### Supplied entries ###
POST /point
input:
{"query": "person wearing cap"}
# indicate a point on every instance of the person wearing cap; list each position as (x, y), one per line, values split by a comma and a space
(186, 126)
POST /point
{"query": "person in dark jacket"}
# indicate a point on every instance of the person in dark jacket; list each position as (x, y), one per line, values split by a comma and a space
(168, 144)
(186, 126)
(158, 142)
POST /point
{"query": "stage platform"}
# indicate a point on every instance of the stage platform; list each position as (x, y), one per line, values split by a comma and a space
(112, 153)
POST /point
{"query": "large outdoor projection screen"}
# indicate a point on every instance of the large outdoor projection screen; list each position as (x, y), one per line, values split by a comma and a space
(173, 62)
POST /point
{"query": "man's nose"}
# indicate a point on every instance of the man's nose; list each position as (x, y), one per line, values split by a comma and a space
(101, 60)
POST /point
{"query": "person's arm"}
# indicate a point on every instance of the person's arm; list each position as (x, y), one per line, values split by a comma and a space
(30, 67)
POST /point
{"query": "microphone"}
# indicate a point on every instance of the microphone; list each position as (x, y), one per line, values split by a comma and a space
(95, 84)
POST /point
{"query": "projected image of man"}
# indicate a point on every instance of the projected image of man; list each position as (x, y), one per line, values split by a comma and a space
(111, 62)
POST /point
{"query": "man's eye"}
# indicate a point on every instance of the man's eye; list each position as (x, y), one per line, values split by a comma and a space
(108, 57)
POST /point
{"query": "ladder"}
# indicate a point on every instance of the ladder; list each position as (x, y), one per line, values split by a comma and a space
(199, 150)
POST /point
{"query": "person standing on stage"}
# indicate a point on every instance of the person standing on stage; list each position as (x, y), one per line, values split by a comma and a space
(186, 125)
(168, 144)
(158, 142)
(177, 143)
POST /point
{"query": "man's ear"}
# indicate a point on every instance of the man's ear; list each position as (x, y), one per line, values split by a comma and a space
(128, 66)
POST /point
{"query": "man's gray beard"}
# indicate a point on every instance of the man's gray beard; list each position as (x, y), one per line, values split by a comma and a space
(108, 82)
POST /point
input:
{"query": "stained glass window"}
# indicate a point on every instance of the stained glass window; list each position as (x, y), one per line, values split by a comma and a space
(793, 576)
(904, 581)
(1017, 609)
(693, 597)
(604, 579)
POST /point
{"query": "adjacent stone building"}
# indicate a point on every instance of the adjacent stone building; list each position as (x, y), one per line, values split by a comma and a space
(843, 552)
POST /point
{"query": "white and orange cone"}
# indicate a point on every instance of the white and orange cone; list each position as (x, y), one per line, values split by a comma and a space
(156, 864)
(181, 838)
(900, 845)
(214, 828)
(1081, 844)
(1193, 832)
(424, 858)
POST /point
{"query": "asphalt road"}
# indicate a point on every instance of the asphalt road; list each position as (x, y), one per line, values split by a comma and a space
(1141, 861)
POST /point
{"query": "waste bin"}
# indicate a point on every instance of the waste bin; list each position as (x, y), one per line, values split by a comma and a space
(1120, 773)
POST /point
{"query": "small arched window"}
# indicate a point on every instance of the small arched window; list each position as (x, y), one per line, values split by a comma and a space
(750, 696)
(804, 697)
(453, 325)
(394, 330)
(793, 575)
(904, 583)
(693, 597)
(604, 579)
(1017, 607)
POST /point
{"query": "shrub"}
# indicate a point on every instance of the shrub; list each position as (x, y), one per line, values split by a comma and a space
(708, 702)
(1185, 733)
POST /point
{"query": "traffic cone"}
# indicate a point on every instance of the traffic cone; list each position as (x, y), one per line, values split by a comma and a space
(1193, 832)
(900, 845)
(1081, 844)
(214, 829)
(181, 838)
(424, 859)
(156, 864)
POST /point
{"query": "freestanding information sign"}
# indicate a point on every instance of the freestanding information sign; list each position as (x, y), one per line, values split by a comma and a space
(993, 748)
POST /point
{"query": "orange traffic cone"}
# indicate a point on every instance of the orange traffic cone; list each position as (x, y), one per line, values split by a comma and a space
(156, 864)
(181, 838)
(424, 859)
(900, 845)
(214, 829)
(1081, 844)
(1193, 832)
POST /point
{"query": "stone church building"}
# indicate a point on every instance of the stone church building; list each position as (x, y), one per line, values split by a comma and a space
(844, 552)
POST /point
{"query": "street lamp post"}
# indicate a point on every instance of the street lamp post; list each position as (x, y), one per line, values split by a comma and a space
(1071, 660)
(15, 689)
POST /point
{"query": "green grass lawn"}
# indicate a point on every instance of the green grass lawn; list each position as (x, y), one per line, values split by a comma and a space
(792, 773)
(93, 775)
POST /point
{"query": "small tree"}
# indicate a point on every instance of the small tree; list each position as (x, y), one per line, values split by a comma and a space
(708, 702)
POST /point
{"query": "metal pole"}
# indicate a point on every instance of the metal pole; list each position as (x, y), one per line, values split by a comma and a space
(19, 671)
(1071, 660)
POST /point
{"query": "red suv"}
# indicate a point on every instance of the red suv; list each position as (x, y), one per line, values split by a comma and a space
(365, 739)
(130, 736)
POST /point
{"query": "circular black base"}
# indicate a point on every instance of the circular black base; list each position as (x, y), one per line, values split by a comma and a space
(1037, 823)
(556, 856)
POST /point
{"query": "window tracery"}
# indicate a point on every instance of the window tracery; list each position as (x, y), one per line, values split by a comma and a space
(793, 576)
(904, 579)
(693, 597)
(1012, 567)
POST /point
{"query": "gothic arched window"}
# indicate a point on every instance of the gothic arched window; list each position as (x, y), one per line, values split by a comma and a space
###
◆ **Aim of the exercise**: Above are the records; restate each one exactly.

◆ **Answer section**:
POST /point
input:
{"query": "person wearing cap"}
# indicate a point on every instance of the person wearing cap; list each position as (x, y), one per line, values split by a comma and a space
(186, 126)
POST /point
{"query": "person in dark jacket"}
# indicate a point on every instance of the person in dark jacket; list each position as (x, y), one per line, values split by a comma and a space
(168, 144)
(186, 126)
(158, 142)
POST /point
{"query": "stage platform"}
# indicate a point on every instance of the stage platform; list each position as (x, y), one per line, values split by a comma and a space
(112, 153)
POST /point
{"query": "large outdoor projection screen"}
# indicate a point on every instance of the large outdoor projection screen; list each position as (x, y), one per line, values split by a comma and a space
(173, 62)
POST /point
{"query": "man's nose"}
# indicate a point on every instance of the man's nose; list each position as (x, y), one per line, values split by a comma and a space
(101, 60)
POST /point
{"query": "person's arm"}
# indicate a point on every instance of the person's arm; list each position as (x, y), one per line, values split by a comma and a space
(30, 67)
POST /point
{"query": "microphone"}
# indicate a point on every instance of the microphone; list each position as (x, y), one per line, values split by a comma and a space
(95, 84)
POST /point
{"query": "projected image of man"}
# indicate a point on every instance of the projected image of man; list each position as (x, y), one per line, values split by a comma and a space
(111, 62)
POST /point
{"query": "man's eye"}
# indicate a point on every instance of the man's eye; list each position as (x, y), one per line, values split by a comma and a space
(108, 57)
POST /point
{"query": "ladder"}
# indicate a point on every instance of the ladder; list each position as (x, y), one per line, values split by a comma and a space
(199, 150)
POST /point
{"query": "person standing on stage"}
# indicate a point on every instance of the person standing on stage; list each position as (x, y), one per line, values split by a comma and a space
(186, 125)
(168, 144)
(158, 142)
(177, 143)
POST /point
{"query": "man's ear"}
# indicate a point on every instance of the man's ear; list each position as (x, y), one per line, values split by a comma and a space
(128, 66)
POST /point
{"query": "man's gray beard"}
# indicate a point on every instance of the man's gray beard; list each position as (x, y), one per line, values split by a comma and a space
(108, 82)
POST /point
input:
{"query": "stained glass window"}
# indicate a point on every instance of the stained glass window; list each position as (x, y), one per line, values split by a comma and a space
(793, 576)
(904, 581)
(1017, 609)
(693, 597)
(604, 579)
POST /point
{"query": "adjacent stone building"}
# indicate a point on every instance of the adjacent stone building; list each position as (x, y), one per line, values split by a comma and a space
(843, 552)
POST /point
{"query": "white and orange cone"}
# indicate a point on every instance of the white and orange cone; list each position as (x, y), one per line, values split by a comma and a space
(156, 864)
(181, 838)
(900, 845)
(214, 828)
(1081, 844)
(1193, 832)
(424, 858)
POST /point
{"query": "asphalt road"}
# indicate a point on every instance of the asphalt road; list each position as (x, y), one per line, values split by a comma and a space
(1141, 861)
POST /point
{"query": "waste bin"}
# indicate a point on every instance of the waste bin; list each position as (x, y), one per line, values split by a comma and a space
(1120, 773)
POST /point
{"query": "small arched window"}
# indicate a point on every instance of the small arched window; list each position as (x, y), one per line, values split by a comma and a space
(750, 696)
(804, 697)
(453, 325)
(394, 330)
(793, 575)
(904, 583)
(693, 597)
(604, 579)
(1017, 607)
POST /point
{"query": "shrub"}
# indicate a point on every instance of the shrub; list each position as (x, y), one per line, values split by a comma and a space
(708, 702)
(1185, 733)
POST /point
{"query": "traffic cone"}
# indicate a point on every instance of the traffic cone; list each position as (x, y), one per line, values split by a comma and a space
(1193, 832)
(900, 845)
(1081, 844)
(214, 829)
(181, 838)
(424, 859)
(156, 864)
POST /point
{"query": "freestanding information sign"}
# indicate a point on every instance of the freestanding information sign; list each position as (x, y), one per line, values split by a comma and a space
(993, 748)
POST /point
{"query": "orange traffic cone"}
# indicate a point on every instance of the orange traffic cone; list each position as (x, y), one per line, values split by a comma and a space
(156, 864)
(181, 838)
(424, 859)
(900, 845)
(214, 829)
(1081, 844)
(1193, 832)
POST /point
{"query": "stone church building"}
# indicate a point on every instance of the stone church building; list each position as (x, y), one per line, values split by a comma and a space
(844, 552)
POST /point
{"query": "street lamp post"}
# indicate a point on every instance of the street lamp post; list each position as (x, y), one per line, values split by a comma and a space
(1071, 660)
(15, 689)
POST /point
{"query": "green grass lawn"}
# indicate a point on every instance of the green grass lawn; list each position as (x, y), one per line, values split by a comma and a space
(792, 773)
(93, 775)
POST /point
{"query": "small tree"}
# indicate a point on every instance of the small tree; list each position as (x, y), one per line, values split by a comma and a space
(708, 702)
POST /point
{"query": "metal pole"}
# indicate a point on every instance of the metal pole; list each position as (x, y), one per line, values split by a comma and a space
(19, 671)
(1071, 660)
POST /point
{"query": "red suv"}
# indicate a point on every instance of the red suv; list each position as (x, y), one per line, values split by a comma and a space
(365, 739)
(130, 736)
POST /point
{"query": "circular black base"}
# indicate a point on every instance of the circular black base; list each position as (x, y), one per line, values split by a comma and a space
(1037, 823)
(556, 856)
POST /point
{"query": "window tracery"}
# indicate a point on every instance of the window tracery; list each position as (x, y), one per line, values split by a comma and a space
(793, 576)
(904, 579)
(693, 597)
(1012, 567)
POST /point
{"query": "gothic arched window"}
# indicate a point on every instance of the gothic arched window; list each position as (x, y), one per line, values split by a comma and a space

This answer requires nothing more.